* **Selected passage**:
The working-level negotiations between the United States and North Korea are likely to be announced next week, South Korea said on Saturday. "It seems the schedule for the working-level talks will be announced next week," Yonhap News Agency quoted President Moon Jae-in's special security advisor, Moon Chung-in as saying, adding that South Korea's chief nuclear negotiator Lee Do-hoon had recently met with his US counterpart Stephen Biegun in Germany.
The comments came after US President Donald Trump and Kim Jong-un had an impromptu meeting at the Demilitarised Zone (DMZ), the de facto border separating North and South Korea. During the meet, the two leaders had agreed to resume working-level talks at the earliest. The meeting came after denuclearisation talks collapsed during the Hanoi summit in Vietnam in February.
Asserting that the working-level talks will help the US and North Korea narrow differences over the latter's denuclearisation process, Moon Chung-in, however, said that Washington could lift sanctions on the communist country if Pyongyang completely shuts down the Yongbyon nuclear complex. "The US may not stick to its previous stance and instead seek to have North Korea shut down the Yongbyon nuclear complex and report all domestic nuclear facilities," he said.
Washington is considering suspending certain sanctions on Pyongyang for 12 to 18 months in exchange for the dismantling of the entire nuclear weapons programme, including the closure of the nuclear complex, a source privy to White House talks had told the South Korean newspaper on Thursday. Denuclearisation talks between North Korea and the US hit a roadblock after the summit in Vietnam ended abruptly with no joint statement being released. The two sides reportedly failed to resolve their differences over sanction waiver.

* **Source data**:

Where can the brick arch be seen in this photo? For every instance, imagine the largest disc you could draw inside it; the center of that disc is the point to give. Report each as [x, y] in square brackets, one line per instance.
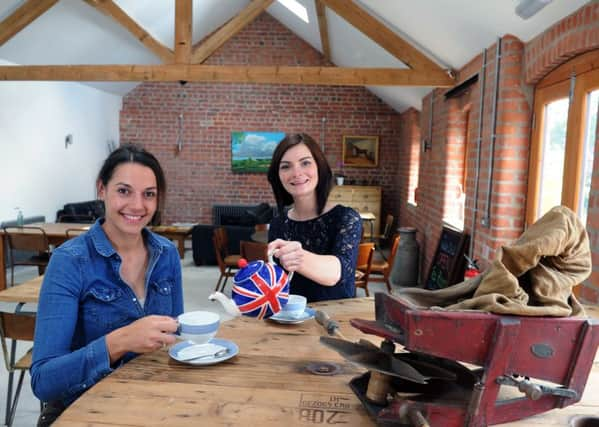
[573, 35]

* **Goal A**: In the article on the US–North Korea talks, where did Lee Do-hoon recently meet Stephen Biegun?
* **Goal B**: Please edit the article on the US–North Korea talks by giving it again starting at "Washington is considering" and ending at "over sanction waiver.", with "newspaper" replaced by "daily".
* **Goal C**: Condense the paragraph of the article on the US–North Korea talks that begins "The comments came after" while keeping its main facts.
The material was drawn from a separate source.

* **Task answer A**: In Germany.

* **Task answer B**:
Washington is considering suspending certain sanctions on Pyongyang for 12 to 18 months in exchange for the dismantling of the entire nuclear weapons programme, including the closure of the nuclear complex, a source privy to White House talks had told the South Korean daily on Thursday. Denuclearisation talks between North Korea and the US hit a roadblock after the summit in Vietnam ended abruptly with no joint statement being released. The two sides reportedly failed to resolve their differences over sanction waiver.

* **Task answer C**: The remarks followed an impromptu meeting between Donald Trump and Kim Jong-un at the DMZ, the de facto border between North and South Korea. There they agreed to resume working-level talks as soon as possible, after denuclearization talks had collapsed at the February Hanoi summit in Vietnam.